▶ Instrucción a
Responda brevemente, a partir del fragmento sobre el paisaje de San Luis Potosí, las siguientes preguntas:
(i) ¿Cuántos minutos debió esperar quien narra en la colonia popular?
(ii) ¿De qué color habían sido pintadas las casas que se ven desde la terraza?
(iii) ¿Desde qué lugar contemplaban horas más tarde el paisaje de la sierra de San Miguelito?

Hace unos días que regresé al terruño (osease la heroica ciudad de San Luis Potosí), debí esperar 40 minutos en una colonia popular y como vi un restaurante con terraza propuse a mi acompañante irnos ahí.  Pedimos cervezas para medir la velocidad del tiempo. Ya sabe: el calorcito, la terraza, la compañía y el paisaje.

  • ¿Cuál paisaje? —preguntó mi interlocutora.
  • Ése, todo lo que ves. —Respondí, señalando con el dedo un montón de fachadas y azoteas grises con tinacos negros y cables enredados.
  • ¿A eso le llamas paisaje?
  • Efectivamente, es un paisaje urbano popular. Quizá tú pienses que un paisaje debe ser agradable o bonito, pero he aquí uno que no necesariamente lo es. Aunque, a pesar de todo, a mí me gusta, pues siento cierta atracción por la belleza oculta en la decadencia. Todas esas casas fueron pintadas de amarillo, pero afortunadamente ya se deslavaron y ahora son grises otra vez y esperan ser pintadas de verde o del color favorito del poder en turno.

Luego, horas más tarde, veíamos el paisaje de la sierra de San Miguelito desde la azotea de mi domicilio. Muy parecido al anterior, solo que en esta ocasión el paisaje estaba saturado de viviendas blancas que no son precisamente populares. Temo que el paisaje de aquellos tiempos en que gozamos de la ciudad rodeada de cerros de cantera rosa, que enverdecía en estos días de lluvias se perdió irremediablemente.

▶ Material de consulta
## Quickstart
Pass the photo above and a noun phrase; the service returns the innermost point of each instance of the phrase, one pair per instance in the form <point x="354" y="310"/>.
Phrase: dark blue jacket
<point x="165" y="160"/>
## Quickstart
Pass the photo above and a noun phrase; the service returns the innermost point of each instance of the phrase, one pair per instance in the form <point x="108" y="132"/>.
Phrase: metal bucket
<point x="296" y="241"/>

* * *

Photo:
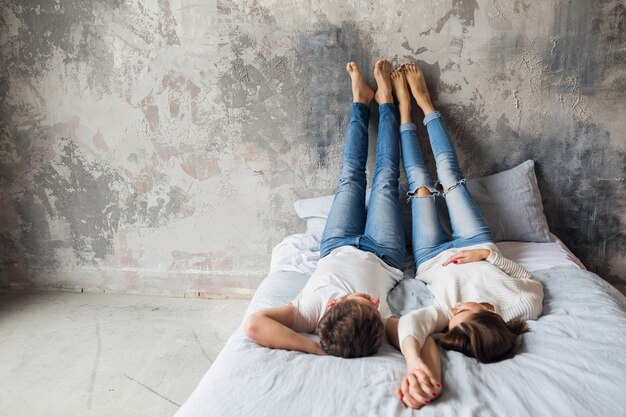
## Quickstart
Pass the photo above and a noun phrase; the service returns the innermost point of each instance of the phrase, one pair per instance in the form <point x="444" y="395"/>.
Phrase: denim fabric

==

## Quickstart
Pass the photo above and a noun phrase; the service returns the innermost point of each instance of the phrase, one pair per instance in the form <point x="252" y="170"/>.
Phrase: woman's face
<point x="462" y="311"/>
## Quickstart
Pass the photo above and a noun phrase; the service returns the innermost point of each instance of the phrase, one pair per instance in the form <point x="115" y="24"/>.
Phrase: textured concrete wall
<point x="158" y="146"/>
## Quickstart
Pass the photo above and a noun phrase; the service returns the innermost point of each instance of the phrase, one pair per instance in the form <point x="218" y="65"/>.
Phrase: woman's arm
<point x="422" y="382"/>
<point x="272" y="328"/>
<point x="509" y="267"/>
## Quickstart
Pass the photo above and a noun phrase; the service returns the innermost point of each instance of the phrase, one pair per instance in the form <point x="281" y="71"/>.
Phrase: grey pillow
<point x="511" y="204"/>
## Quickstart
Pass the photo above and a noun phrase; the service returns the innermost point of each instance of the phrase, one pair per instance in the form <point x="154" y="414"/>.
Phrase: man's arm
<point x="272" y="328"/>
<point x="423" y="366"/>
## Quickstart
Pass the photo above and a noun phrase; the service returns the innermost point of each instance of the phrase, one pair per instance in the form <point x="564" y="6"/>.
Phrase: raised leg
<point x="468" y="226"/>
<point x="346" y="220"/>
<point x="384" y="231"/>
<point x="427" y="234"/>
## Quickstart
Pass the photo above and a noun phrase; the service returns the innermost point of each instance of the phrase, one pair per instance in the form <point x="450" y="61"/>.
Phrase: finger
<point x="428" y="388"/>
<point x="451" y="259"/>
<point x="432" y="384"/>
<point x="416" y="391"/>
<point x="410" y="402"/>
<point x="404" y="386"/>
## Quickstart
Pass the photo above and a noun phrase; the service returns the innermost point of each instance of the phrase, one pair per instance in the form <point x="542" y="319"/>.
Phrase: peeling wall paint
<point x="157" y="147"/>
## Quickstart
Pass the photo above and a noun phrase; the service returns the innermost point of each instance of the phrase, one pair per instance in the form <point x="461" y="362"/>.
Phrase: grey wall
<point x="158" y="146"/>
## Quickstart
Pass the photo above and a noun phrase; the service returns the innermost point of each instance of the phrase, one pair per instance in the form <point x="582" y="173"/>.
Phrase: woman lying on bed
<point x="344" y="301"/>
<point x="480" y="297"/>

▶ Instrucción b
Reúna todas las líneas del listado en las que aparezca la palabra "grey".

▶ Respuesta escrita a
(i) 40 minutos.
(ii) De amarillo.
(iii) Desde la azotea del domicilio de quien narra.

▶ Respuesta escrita b
Phrase: grey pillow
Phrase: grey wall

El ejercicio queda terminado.